> EXCERPTED TEXT:
START

Carrie Artiemissia Snowden (January 16, 1900 – September 5, 1985), known professionally as Carolynne Snowden, was an American actress, dancer, and singer who broke new ground for black people working in the entertainment industry.

Biography
Carolynne was born in Oakland, California, to Frederick Snowden and Nellie Derrick. Early on in her career, she performed on the theater circuit, traveling the country and earning acclaim. She was singing and dancing at New York City's famous Cotton Club by the early 1920s.

By 1925, she had relocated to Los Angeles to perform at the New Cotton Club and at Club Alabam on Central Avenue; she slowly began to get small roles in Hollywood films like The Marriage Clause and The Merry Widow. Eventually she signed a five-year contract with John M. Stahl's Tiffany Pictures, which led to a bigger role in 1927's In Old Kentucky alongside Stepin Fetchit.

Carolynne left Hollywood around 1933 after her Tiffany contract was up, taking her show on the road and refocusing her efforts on singing and dancing. She died in 1985 in Los Angeles, and was survived by her husband Manfred Montagu and her daughter, Esther Smith.

Selected filmography
 A Day at the Races (1937)
 The Green Pastures (1936)
 Strike Me Pink (1936) 
 Murder at the Vanities (1934) 
 Flying Down to Rio (1933)

END

> PARTS OF THE EXERCISE:
A) In the Carolynne Snowden biography:
(i) In what city was Snowden born?
(ii) With which company did she sign a five-year contract?
(iii) Who was her husband?
B) How would you put this sentence from the Carolynne Snowden biography into Spanish: "She was singing and dancing at New York City's famous Cotton Club by the early 1920s."
C) Does each statement agree with the Carolynne Snowden biography? Answer yes or no, and quote the words that decide it.
(i) Snowden had moved to Los Angeles by 1925.
(ii) She left Hollywood around 1940.
(iii) In Old Kentucky was a 1927 film.
The listing plays no part in this work.

> RECORDS SHOWN:
START

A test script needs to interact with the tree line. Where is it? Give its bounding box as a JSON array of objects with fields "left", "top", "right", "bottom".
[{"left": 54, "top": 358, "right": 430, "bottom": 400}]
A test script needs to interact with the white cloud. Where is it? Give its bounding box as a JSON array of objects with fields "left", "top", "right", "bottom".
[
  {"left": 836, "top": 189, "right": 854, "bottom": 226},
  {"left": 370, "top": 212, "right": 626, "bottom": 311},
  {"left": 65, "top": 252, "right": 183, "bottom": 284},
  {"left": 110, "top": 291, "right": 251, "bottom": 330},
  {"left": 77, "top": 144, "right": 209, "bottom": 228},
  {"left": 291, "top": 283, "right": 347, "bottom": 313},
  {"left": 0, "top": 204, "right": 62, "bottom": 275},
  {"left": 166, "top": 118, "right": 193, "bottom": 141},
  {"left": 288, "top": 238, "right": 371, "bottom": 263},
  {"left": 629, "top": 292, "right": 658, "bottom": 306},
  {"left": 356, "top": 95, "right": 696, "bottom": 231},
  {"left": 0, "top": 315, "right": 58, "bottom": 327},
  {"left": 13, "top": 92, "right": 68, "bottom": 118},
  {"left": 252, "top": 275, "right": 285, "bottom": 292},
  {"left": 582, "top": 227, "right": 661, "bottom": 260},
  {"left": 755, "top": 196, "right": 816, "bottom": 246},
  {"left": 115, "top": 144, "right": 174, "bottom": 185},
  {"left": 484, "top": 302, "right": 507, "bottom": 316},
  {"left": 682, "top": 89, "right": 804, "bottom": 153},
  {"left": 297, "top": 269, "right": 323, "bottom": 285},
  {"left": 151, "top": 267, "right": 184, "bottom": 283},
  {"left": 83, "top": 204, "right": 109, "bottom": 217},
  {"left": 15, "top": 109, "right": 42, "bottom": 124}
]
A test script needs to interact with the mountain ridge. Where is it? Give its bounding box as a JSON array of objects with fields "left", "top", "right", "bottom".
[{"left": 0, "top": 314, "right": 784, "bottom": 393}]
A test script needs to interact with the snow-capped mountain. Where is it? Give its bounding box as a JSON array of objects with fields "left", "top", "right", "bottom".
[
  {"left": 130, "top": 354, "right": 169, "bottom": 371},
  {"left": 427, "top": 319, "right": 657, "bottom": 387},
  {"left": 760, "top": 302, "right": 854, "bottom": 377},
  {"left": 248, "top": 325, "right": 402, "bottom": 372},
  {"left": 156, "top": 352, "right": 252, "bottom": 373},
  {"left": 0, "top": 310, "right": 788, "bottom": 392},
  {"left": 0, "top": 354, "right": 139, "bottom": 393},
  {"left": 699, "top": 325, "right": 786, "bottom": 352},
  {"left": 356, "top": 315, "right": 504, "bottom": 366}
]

END

> SOLUTIONS BELOW:
A)
(i) Oakland, California
(ii) John M. Stahl's Tiffany Pictures
(iii) Manfred Montagu

B) A principios de la década de 1920, ya cantaba y bailaba en el famoso Cotton Club de la ciudad de Nueva York.

C)
(i) Yes: "By 1925, she had relocated to Los Angeles"
(ii) No: "Carolynne left Hollywood around 1933"
(iii) Yes: "1927's In Old Kentucky"